━━━ EXTRACTED ENTRIES

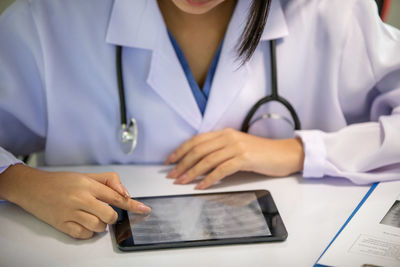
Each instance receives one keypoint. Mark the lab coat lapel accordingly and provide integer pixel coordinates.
(169, 81)
(140, 24)
(230, 76)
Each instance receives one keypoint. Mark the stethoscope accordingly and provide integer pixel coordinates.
(129, 130)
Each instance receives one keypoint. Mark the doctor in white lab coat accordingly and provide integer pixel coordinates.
(338, 65)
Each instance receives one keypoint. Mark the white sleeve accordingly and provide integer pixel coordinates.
(363, 152)
(22, 102)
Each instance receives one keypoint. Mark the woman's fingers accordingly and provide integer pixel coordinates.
(206, 164)
(76, 230)
(109, 196)
(196, 154)
(225, 169)
(89, 221)
(100, 209)
(188, 145)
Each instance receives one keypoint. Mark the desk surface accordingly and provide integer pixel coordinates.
(312, 210)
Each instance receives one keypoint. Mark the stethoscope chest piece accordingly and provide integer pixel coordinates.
(129, 134)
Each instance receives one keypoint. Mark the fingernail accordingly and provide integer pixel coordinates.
(200, 185)
(143, 208)
(171, 158)
(172, 174)
(126, 193)
(181, 179)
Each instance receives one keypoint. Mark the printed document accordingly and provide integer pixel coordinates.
(372, 236)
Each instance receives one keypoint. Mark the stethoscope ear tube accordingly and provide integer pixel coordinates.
(129, 132)
(274, 96)
(121, 90)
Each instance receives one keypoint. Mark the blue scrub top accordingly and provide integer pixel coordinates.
(201, 96)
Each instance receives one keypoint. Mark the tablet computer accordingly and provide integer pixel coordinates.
(201, 220)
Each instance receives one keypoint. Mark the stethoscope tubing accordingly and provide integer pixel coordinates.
(274, 96)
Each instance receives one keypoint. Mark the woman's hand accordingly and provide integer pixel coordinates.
(74, 203)
(225, 152)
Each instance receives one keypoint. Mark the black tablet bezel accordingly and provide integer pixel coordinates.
(124, 238)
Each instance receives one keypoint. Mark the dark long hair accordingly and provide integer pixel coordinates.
(254, 28)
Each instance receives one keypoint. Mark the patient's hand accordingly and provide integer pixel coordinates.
(222, 153)
(74, 203)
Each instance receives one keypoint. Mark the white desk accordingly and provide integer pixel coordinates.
(312, 210)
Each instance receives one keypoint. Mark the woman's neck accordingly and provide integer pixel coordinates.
(198, 35)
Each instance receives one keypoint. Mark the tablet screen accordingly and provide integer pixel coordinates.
(199, 217)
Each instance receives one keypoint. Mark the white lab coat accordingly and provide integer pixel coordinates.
(338, 64)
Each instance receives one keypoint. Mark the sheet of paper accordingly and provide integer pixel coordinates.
(372, 237)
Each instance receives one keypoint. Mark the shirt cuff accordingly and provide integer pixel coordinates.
(7, 159)
(314, 153)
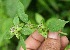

━━━━━━

WORK ORDER
Starting at the line that contains "Each instance receives one keypoint. Mark the dark", return every line through the end of the records above exactly as written, and return no pictures.

EXPECTED OUTPUT
Each instance receives one keypoint. Mark the dark long hair accordingly and provide integer pixel coordinates.
(254, 28)
Each instance receives one keypoint. Mark the patient's hand accordingly and provide integer pixel coordinates.
(222, 153)
(74, 203)
Each instance receives one keypoint. Mark the white desk accordingly and provide integer pixel coordinates.
(312, 210)
Each instance receives one keypoint. Mark the woman's neck accordingly and provide integer pixel coordinates.
(198, 35)
Each instance receives one keypoint. Mark the tablet screen accordingly and provide integer pixel coordinates.
(199, 217)
Each instance receives one keypoint. Mark the white lab coat accordingly and provide integer pixel coordinates.
(338, 64)
Each instance receives one keypoint. Mark the sheet of paper accordingly and provide integer pixel coordinates.
(372, 237)
Each instance receives one keypoint. Mark the shirt cuff accordingly and provide integer pixel coordinates.
(7, 159)
(314, 153)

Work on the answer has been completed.